Retype, word for word, the line containing "the pony's nostril" and every line after it to the end. Skip pictures.

[Image point annotation entries]
--- start ---
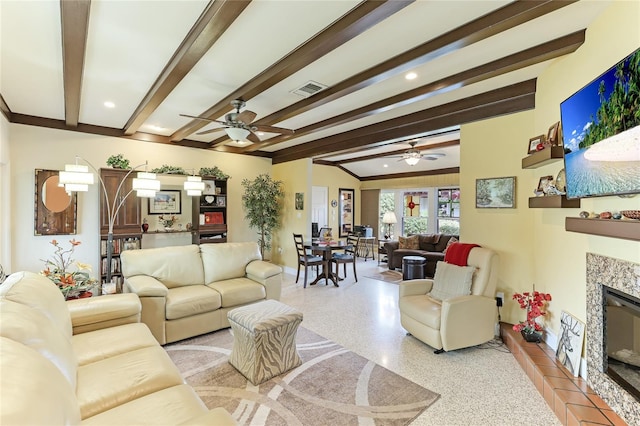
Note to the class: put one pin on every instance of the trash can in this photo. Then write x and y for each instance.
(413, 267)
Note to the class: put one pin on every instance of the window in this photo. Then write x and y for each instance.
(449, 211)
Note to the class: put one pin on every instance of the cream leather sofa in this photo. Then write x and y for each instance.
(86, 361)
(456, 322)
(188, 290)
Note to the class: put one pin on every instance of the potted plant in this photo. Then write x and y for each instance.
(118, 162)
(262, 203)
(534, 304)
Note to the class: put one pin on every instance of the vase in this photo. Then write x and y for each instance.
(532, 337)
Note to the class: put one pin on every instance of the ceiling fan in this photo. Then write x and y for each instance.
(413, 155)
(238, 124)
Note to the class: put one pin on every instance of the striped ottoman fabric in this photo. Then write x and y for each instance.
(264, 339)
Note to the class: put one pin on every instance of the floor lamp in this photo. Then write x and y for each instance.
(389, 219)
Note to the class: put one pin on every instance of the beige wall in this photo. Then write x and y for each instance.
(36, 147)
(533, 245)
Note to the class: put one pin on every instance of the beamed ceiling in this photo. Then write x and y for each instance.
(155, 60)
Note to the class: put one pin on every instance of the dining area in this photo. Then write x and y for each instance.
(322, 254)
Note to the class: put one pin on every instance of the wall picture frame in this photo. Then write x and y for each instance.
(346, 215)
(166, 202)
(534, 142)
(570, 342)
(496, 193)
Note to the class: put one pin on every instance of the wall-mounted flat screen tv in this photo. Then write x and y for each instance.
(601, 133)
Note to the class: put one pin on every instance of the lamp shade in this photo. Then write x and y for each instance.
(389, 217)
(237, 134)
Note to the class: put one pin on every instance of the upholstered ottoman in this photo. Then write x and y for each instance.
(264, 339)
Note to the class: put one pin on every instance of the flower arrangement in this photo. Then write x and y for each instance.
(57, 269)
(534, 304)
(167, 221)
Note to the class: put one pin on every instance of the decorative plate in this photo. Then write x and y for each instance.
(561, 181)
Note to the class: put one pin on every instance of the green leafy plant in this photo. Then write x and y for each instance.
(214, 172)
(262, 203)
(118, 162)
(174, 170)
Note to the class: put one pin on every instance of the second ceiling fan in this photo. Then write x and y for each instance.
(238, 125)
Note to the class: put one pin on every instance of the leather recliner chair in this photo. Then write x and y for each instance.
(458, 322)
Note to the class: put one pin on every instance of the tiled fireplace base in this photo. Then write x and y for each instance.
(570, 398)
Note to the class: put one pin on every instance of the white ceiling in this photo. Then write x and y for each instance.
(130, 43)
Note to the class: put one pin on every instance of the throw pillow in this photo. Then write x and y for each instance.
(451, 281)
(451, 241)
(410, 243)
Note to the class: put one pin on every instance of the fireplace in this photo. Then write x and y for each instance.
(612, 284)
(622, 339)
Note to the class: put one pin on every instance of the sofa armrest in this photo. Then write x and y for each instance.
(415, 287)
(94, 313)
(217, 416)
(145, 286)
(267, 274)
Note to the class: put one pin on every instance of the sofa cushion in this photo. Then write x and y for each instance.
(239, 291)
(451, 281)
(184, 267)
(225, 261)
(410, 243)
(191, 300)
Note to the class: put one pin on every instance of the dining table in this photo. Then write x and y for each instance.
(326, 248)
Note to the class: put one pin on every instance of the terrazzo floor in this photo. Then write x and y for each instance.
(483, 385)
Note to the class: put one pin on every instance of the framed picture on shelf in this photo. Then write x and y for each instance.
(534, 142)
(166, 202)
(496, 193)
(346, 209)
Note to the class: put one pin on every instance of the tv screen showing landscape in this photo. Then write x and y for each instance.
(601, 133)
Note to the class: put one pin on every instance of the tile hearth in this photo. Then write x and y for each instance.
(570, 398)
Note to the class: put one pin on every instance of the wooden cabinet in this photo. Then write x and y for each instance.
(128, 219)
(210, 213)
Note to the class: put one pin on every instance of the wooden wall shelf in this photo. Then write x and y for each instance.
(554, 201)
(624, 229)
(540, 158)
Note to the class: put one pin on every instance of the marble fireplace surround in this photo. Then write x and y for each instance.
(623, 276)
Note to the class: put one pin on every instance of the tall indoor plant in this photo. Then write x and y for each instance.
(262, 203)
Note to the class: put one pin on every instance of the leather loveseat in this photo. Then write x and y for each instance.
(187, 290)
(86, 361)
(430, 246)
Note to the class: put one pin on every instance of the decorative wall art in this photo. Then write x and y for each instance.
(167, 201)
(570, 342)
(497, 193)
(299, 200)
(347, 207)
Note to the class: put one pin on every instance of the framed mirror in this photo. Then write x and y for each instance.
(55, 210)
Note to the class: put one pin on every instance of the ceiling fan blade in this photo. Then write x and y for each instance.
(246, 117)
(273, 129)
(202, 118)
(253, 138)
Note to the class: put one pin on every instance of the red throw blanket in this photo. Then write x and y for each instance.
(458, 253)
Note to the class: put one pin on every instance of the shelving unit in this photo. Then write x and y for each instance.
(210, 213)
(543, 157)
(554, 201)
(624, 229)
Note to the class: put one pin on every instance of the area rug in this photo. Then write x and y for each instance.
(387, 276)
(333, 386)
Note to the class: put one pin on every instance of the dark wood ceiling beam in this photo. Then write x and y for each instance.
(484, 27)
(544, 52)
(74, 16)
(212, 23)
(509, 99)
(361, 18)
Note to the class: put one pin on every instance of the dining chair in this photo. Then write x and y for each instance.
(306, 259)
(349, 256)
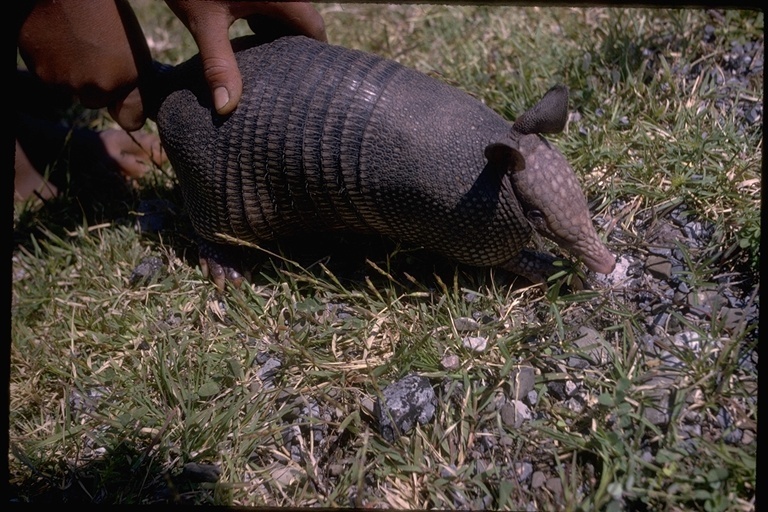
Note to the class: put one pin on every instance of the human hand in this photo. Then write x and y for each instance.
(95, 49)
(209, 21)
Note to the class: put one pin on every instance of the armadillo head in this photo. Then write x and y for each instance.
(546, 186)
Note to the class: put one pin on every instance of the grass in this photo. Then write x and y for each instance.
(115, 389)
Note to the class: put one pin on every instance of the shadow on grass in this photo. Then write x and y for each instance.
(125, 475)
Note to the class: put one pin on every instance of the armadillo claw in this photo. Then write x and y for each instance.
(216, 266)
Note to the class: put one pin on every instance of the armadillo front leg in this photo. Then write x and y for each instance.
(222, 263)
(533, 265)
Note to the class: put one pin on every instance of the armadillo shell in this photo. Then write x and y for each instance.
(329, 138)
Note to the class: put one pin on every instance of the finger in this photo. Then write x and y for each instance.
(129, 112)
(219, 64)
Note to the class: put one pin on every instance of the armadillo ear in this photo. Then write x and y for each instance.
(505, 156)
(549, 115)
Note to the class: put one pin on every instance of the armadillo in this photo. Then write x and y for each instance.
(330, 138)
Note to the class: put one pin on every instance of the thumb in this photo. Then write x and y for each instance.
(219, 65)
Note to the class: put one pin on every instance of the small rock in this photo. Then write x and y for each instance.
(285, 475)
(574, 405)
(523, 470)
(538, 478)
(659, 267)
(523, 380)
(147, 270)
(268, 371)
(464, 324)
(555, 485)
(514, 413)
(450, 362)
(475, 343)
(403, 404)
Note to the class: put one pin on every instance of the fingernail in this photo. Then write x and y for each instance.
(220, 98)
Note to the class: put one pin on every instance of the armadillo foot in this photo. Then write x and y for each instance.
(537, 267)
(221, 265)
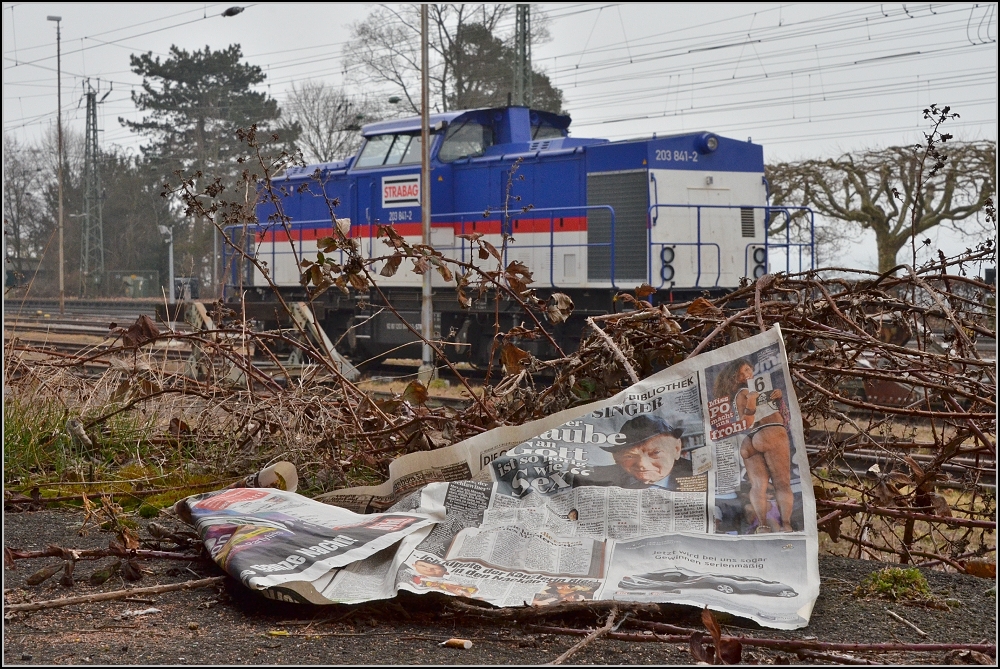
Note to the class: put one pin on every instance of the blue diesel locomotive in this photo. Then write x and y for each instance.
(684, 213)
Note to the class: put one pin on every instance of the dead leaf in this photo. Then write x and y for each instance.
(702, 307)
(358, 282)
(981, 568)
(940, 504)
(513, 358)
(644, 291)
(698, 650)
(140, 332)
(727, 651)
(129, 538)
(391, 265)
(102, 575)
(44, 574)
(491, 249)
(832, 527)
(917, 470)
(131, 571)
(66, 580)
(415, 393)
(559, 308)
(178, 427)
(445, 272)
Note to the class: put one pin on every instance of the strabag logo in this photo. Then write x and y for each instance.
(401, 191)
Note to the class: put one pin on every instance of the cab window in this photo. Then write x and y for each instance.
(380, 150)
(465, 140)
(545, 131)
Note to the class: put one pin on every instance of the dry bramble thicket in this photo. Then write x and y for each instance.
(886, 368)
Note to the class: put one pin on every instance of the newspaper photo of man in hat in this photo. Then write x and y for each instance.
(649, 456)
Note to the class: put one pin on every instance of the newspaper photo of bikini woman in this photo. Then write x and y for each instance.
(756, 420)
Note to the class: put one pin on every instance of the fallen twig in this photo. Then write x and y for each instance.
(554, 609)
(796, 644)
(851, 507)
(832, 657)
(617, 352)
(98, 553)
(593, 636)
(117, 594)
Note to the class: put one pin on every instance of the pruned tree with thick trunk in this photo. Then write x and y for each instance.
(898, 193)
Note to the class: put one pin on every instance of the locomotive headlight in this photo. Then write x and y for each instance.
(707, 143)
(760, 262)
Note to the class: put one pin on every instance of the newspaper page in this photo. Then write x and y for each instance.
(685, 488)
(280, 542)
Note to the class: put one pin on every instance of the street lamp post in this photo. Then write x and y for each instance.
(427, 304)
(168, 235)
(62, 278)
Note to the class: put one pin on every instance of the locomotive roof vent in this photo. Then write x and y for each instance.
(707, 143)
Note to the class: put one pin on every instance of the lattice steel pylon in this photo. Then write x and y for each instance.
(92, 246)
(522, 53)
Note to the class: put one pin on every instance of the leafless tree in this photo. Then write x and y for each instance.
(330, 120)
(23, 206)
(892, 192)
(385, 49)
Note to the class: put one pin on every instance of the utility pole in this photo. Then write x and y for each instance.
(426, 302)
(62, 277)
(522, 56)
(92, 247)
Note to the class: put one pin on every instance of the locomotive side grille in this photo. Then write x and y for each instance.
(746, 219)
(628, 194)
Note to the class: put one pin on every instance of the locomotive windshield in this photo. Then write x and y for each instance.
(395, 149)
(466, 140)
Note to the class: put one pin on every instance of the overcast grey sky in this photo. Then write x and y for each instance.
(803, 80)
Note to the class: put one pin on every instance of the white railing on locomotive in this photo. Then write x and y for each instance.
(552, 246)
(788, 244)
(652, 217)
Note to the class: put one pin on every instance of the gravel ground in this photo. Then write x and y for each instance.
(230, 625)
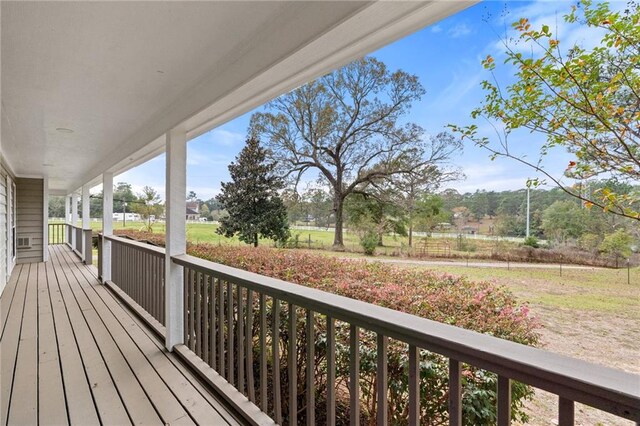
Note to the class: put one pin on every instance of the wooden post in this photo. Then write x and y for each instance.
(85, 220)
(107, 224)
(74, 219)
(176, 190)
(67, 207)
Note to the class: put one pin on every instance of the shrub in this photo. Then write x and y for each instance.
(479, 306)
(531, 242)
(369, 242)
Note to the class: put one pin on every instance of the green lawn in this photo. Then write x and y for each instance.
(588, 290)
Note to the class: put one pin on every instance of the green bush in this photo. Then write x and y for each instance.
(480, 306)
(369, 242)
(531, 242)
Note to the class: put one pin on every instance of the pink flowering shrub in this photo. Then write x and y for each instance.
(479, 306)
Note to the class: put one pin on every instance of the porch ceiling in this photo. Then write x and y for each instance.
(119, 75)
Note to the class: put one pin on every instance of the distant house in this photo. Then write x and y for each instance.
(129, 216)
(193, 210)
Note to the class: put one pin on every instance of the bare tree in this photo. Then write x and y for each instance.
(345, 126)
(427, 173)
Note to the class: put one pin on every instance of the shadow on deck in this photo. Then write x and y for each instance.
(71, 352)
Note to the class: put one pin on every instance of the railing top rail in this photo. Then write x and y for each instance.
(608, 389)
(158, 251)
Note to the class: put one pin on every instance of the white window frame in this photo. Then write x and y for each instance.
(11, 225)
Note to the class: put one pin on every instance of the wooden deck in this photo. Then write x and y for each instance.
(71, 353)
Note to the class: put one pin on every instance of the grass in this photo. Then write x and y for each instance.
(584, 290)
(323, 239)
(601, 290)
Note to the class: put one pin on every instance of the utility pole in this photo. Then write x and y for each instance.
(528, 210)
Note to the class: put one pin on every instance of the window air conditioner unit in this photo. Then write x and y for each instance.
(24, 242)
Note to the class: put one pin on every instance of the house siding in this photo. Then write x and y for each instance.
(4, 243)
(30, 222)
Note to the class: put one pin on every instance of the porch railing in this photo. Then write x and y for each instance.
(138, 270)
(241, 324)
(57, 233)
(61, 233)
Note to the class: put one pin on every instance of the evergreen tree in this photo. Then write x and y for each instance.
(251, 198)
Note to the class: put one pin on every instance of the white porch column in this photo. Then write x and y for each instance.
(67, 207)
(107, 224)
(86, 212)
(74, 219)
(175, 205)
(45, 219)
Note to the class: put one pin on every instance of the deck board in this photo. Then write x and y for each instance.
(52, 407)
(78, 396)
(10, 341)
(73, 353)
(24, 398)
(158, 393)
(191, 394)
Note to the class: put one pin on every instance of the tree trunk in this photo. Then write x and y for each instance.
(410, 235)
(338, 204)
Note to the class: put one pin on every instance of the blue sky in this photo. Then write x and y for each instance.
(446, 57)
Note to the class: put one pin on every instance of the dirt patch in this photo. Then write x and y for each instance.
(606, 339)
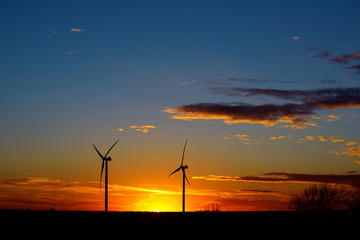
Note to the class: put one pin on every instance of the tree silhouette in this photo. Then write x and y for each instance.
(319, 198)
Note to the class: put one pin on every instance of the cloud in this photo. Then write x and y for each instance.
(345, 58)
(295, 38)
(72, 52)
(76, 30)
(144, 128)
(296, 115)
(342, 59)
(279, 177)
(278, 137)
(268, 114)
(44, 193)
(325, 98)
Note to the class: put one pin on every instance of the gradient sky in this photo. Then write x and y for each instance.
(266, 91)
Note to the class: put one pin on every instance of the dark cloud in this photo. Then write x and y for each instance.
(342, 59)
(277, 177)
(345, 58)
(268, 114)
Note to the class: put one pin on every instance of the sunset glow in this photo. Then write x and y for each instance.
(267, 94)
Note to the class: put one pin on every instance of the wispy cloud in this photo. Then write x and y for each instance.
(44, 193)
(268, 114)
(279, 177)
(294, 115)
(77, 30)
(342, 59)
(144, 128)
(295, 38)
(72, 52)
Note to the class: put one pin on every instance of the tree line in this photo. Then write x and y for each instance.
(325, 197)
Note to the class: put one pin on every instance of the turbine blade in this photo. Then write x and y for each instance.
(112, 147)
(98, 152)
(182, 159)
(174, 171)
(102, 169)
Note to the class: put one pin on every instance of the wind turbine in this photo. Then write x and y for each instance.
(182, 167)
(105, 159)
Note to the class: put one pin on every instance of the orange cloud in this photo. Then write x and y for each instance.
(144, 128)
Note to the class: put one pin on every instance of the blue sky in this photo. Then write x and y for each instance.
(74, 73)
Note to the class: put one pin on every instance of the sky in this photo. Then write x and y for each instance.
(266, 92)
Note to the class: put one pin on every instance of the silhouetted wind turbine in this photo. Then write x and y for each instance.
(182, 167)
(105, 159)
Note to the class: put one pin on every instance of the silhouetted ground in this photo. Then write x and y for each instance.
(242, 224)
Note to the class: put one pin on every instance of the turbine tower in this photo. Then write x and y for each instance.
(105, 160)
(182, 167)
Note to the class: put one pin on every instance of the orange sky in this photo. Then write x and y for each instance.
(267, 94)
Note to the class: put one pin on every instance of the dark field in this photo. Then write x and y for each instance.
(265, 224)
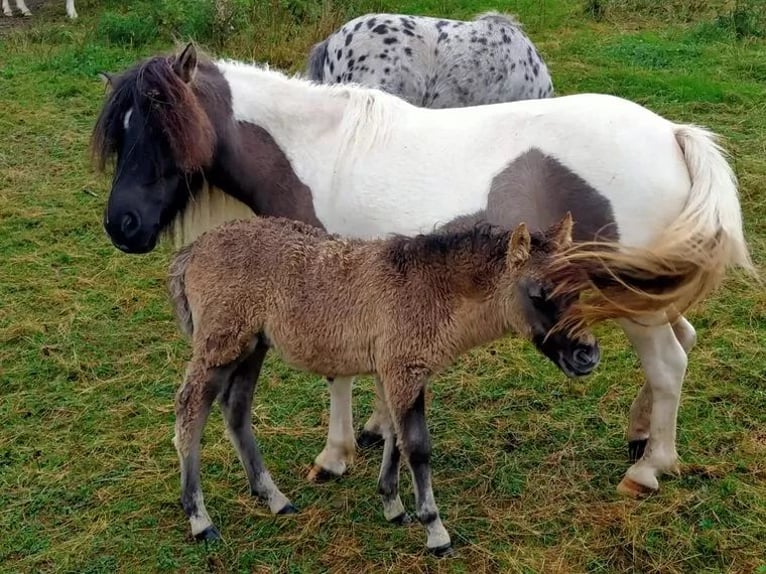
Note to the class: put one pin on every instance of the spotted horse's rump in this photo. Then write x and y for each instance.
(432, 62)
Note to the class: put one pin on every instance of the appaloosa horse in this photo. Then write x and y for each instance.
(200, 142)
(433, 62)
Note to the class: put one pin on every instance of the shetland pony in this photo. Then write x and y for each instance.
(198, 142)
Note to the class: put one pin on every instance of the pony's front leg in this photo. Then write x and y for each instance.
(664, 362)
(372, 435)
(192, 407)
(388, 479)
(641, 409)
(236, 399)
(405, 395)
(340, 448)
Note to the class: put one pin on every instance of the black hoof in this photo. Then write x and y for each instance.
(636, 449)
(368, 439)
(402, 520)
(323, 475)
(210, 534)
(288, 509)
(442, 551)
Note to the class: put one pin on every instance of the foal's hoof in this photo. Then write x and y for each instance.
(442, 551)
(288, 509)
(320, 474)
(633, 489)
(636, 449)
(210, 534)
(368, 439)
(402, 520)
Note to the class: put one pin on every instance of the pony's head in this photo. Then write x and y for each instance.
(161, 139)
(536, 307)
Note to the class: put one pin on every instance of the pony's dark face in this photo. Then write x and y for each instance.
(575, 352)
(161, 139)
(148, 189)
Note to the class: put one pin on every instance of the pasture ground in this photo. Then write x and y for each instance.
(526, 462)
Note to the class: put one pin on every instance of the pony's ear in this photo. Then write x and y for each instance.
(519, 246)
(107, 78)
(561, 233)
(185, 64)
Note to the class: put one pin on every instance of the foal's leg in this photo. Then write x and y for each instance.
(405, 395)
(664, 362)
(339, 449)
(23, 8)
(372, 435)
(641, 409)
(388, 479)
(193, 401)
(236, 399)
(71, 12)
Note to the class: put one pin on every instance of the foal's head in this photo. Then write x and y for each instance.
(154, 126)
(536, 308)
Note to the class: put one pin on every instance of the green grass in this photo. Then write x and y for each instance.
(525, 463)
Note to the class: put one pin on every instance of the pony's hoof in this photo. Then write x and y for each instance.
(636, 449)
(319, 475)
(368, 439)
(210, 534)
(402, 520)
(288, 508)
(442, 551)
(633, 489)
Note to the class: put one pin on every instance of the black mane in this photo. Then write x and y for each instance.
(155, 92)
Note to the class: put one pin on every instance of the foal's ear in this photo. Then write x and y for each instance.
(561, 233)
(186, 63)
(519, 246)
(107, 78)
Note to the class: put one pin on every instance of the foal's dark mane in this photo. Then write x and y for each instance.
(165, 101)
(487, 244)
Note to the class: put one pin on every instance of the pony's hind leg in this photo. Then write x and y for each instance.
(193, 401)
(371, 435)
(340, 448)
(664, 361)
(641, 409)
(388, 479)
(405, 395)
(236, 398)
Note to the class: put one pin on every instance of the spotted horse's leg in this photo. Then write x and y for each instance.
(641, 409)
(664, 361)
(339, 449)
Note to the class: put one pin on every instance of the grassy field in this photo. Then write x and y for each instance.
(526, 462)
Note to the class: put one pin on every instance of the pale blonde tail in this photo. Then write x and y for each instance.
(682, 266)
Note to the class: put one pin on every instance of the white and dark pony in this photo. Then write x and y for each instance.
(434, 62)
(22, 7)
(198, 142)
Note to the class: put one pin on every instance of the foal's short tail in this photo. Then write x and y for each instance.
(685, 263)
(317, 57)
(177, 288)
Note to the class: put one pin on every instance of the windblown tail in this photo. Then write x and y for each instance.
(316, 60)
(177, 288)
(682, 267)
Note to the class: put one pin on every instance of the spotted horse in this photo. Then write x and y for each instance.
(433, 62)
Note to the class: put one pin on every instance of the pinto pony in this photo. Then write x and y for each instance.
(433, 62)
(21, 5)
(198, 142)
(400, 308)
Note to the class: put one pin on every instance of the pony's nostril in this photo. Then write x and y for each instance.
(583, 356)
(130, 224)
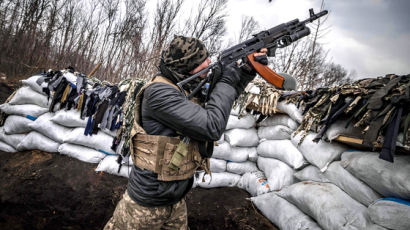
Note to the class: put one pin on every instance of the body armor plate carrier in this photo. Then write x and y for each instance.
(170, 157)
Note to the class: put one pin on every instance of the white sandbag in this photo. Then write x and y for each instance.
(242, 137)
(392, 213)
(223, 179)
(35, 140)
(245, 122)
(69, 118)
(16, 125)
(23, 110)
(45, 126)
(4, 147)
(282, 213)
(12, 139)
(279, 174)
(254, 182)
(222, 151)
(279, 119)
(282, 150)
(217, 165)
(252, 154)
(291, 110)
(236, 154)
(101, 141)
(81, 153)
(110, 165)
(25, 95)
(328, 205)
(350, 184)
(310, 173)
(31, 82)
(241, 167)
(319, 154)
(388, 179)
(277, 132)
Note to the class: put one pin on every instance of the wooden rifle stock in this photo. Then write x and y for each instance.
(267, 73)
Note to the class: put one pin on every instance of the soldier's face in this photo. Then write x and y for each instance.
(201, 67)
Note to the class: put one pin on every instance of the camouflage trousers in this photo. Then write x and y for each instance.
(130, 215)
--- end ---
### Answer to the task
Note to the class: put one pin on every instance of the pony's nostril in this photo. Then write x and y for each instance.
(583, 356)
(130, 224)
Note to the class: put one pin on every instance of the body armor plate carrier in this photo. Then write x and y for each instance.
(170, 157)
Note to the class: put one pin on every instance of the white sandbag in this photo. Then write x and y for each instance.
(242, 137)
(392, 213)
(223, 179)
(35, 140)
(245, 122)
(69, 118)
(16, 125)
(23, 110)
(45, 126)
(4, 147)
(282, 213)
(12, 139)
(279, 174)
(254, 182)
(222, 151)
(279, 119)
(282, 150)
(217, 165)
(252, 154)
(291, 110)
(236, 154)
(101, 141)
(81, 153)
(110, 165)
(25, 95)
(328, 205)
(350, 184)
(310, 173)
(31, 82)
(241, 167)
(319, 154)
(388, 179)
(277, 132)
Note to the class: put one pin on every instance of the wooden rifle stock in this photo. Then write x and y for each instance.
(267, 73)
Note to the class: put one pin on every instance of the soldier's face in this photo. Then write x and y for each instance.
(201, 67)
Note to the class: put one pin on every instance of the camouflage trousers in this photo. Then write x and y for each instance.
(130, 215)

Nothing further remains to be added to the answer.